DIRECTIONS FOR THIS TASK — Display every line of the records below that contains the string "tank". Treat uppercase and lowercase as different.

RAW RECORDS —
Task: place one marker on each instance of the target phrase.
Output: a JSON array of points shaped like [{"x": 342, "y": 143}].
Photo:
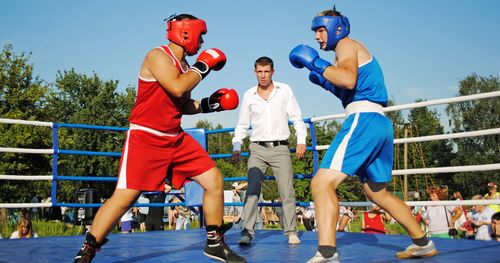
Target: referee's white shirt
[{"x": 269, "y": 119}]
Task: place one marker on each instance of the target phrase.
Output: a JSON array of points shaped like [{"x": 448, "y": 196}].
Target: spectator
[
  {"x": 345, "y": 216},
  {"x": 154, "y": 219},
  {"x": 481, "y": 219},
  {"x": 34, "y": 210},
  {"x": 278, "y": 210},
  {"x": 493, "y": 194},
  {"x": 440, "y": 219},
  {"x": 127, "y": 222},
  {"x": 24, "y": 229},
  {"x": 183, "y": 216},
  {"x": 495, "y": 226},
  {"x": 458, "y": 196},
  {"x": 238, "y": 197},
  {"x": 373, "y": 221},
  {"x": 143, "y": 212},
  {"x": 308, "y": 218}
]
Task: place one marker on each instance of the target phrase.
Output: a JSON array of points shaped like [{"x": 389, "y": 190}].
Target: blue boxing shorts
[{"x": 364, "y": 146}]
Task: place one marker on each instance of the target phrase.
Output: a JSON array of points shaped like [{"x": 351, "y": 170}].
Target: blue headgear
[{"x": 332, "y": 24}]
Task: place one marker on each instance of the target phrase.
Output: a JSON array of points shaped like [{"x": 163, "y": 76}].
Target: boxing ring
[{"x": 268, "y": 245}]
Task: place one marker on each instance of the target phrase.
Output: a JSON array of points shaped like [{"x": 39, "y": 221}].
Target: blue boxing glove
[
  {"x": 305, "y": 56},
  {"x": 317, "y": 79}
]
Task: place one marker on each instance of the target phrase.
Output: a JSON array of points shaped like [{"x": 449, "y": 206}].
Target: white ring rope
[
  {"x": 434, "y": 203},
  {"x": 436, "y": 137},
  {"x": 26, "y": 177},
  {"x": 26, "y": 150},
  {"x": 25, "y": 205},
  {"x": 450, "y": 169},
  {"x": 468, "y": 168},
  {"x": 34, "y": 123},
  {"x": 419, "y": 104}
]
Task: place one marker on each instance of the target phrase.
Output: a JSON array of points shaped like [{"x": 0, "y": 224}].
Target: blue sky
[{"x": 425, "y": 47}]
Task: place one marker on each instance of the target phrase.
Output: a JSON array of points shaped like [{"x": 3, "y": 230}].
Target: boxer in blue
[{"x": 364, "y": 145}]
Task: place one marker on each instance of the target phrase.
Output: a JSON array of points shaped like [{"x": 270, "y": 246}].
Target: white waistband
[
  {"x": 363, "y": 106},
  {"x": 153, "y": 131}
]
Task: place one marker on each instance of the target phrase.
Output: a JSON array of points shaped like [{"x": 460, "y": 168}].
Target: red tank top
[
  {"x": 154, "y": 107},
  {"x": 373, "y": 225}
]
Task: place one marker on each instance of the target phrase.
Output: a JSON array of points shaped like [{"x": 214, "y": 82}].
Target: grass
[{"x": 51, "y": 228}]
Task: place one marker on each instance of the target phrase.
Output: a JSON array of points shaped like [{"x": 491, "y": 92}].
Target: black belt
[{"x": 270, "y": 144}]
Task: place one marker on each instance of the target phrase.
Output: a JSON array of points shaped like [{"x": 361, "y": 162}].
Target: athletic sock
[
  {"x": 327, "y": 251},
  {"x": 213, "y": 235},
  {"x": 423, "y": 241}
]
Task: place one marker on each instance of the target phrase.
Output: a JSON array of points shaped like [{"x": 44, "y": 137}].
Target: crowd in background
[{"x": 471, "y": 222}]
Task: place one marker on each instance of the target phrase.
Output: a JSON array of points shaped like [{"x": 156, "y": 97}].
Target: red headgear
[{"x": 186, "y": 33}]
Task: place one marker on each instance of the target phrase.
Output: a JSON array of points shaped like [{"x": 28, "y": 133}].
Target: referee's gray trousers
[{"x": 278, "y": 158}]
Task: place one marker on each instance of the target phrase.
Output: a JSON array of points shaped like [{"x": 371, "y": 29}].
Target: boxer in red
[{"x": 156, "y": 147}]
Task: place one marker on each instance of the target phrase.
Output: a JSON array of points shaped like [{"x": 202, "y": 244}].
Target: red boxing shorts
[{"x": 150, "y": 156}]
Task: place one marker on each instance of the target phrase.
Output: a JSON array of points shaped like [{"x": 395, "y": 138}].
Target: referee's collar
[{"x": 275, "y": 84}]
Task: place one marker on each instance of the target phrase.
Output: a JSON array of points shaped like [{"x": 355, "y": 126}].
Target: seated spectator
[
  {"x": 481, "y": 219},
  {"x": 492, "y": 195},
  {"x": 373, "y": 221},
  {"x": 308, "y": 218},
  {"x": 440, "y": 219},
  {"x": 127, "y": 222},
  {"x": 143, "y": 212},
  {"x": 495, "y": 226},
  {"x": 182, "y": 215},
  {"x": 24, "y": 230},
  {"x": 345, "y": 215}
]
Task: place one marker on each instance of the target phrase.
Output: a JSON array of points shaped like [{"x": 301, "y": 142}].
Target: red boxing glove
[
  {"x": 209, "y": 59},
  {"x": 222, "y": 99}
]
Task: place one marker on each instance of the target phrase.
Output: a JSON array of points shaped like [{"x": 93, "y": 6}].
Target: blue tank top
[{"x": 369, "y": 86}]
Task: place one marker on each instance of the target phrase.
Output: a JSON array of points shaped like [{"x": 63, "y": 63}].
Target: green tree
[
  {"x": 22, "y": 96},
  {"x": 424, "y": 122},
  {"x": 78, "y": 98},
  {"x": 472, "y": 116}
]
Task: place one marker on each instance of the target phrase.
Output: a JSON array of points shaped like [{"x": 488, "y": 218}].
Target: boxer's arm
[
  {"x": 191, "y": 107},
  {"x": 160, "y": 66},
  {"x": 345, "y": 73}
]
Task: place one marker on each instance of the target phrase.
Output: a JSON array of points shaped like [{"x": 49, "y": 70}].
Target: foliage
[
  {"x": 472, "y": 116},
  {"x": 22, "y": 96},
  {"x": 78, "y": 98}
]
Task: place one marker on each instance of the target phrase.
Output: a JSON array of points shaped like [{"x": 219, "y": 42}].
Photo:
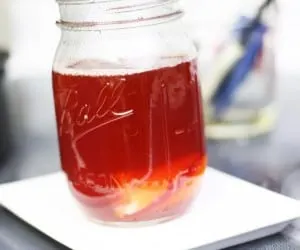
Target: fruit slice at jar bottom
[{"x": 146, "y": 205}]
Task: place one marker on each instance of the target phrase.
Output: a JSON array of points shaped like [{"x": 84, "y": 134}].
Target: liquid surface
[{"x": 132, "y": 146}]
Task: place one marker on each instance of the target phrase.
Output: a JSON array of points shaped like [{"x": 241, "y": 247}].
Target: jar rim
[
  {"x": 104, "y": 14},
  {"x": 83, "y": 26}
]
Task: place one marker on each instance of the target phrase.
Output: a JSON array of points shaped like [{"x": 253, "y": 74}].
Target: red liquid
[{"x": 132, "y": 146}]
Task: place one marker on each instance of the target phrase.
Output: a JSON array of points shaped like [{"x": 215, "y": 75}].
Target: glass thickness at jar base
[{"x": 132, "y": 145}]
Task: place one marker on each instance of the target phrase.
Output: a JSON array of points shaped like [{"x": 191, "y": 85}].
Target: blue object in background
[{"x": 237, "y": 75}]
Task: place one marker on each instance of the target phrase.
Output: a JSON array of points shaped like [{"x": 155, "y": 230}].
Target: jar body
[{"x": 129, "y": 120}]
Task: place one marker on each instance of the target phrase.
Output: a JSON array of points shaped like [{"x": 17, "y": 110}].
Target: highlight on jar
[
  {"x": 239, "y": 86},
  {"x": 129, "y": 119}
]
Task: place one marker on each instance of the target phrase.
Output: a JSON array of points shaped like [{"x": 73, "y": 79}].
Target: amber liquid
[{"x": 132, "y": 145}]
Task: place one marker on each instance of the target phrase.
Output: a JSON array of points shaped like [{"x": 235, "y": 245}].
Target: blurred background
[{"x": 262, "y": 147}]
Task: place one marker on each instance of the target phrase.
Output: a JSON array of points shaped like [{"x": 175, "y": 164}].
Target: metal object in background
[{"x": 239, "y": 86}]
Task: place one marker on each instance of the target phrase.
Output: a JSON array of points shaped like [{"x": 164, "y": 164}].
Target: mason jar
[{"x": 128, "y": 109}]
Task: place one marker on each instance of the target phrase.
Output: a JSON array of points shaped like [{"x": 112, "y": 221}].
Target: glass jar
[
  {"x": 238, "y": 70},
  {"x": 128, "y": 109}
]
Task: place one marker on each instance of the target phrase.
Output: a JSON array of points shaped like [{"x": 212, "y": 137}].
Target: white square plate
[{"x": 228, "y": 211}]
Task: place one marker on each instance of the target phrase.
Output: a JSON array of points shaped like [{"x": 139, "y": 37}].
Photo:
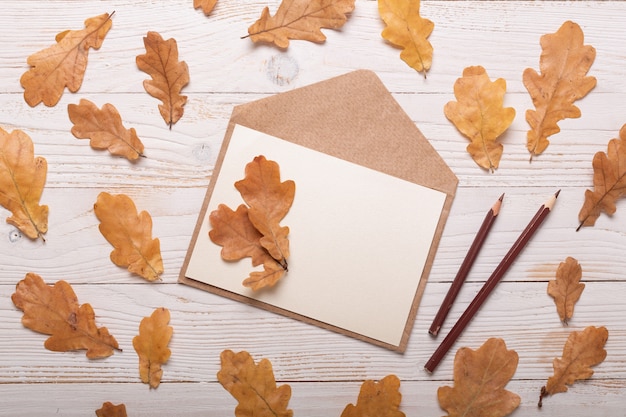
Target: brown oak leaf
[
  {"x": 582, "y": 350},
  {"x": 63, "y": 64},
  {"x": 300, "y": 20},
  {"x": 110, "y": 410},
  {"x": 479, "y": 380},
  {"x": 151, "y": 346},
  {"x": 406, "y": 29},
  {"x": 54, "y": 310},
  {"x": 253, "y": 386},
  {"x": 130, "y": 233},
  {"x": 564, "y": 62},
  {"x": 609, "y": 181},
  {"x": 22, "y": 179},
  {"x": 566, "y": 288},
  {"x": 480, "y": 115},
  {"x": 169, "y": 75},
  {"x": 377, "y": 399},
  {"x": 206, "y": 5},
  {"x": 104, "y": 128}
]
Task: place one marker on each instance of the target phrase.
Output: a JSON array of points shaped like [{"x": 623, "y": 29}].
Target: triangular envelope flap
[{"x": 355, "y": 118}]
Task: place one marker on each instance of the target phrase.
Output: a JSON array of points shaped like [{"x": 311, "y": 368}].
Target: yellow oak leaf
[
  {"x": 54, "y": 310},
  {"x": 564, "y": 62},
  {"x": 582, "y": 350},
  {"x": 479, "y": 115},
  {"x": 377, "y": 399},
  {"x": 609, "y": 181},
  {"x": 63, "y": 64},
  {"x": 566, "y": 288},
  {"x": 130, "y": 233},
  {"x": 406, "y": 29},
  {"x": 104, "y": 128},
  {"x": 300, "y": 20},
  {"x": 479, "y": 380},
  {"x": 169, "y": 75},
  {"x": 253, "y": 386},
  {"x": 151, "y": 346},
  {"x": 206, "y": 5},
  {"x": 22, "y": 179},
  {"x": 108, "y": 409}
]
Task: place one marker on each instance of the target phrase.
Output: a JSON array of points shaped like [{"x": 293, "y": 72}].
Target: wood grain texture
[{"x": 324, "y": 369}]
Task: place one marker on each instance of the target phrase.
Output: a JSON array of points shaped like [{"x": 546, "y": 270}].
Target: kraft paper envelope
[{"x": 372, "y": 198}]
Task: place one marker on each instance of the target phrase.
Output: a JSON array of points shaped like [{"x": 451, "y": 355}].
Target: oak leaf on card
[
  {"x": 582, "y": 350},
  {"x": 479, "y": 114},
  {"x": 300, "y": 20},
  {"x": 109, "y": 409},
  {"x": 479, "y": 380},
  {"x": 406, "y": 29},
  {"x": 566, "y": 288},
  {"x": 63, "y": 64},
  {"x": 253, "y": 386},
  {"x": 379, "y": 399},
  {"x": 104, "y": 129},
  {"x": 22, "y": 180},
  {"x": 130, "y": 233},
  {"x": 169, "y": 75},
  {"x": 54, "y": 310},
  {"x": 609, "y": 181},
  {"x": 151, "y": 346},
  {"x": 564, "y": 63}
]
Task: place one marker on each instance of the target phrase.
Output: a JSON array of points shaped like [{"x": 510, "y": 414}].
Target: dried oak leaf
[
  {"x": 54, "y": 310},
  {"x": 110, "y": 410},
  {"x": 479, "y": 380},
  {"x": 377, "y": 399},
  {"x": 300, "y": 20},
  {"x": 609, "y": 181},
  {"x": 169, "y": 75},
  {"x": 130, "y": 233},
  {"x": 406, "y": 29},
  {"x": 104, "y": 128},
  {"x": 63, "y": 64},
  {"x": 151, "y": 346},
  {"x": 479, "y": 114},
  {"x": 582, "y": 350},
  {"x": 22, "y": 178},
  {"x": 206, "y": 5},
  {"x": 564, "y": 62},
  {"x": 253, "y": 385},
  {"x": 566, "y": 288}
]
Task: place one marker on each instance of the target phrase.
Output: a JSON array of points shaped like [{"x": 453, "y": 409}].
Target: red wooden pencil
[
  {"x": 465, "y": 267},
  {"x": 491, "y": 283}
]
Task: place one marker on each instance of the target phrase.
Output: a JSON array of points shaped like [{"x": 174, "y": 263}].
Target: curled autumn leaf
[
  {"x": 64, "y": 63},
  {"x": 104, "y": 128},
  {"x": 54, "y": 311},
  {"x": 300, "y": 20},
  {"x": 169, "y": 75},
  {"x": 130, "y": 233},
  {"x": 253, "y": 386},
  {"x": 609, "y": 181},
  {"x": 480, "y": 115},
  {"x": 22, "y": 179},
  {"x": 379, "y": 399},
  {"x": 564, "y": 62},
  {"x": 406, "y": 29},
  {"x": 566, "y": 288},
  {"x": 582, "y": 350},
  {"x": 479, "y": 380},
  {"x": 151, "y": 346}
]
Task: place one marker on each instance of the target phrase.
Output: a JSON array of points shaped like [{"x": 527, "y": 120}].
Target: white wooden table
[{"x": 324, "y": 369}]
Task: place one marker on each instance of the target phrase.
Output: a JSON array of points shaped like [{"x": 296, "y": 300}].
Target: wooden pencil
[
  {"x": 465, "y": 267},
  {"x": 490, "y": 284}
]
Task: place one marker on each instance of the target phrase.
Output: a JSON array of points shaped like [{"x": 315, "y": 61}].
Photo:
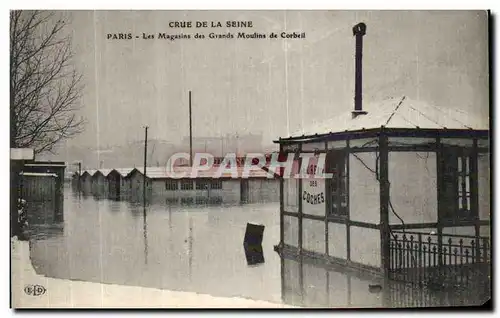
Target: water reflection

TASK ANSWER —
Target: red tank top
Target: blue tank top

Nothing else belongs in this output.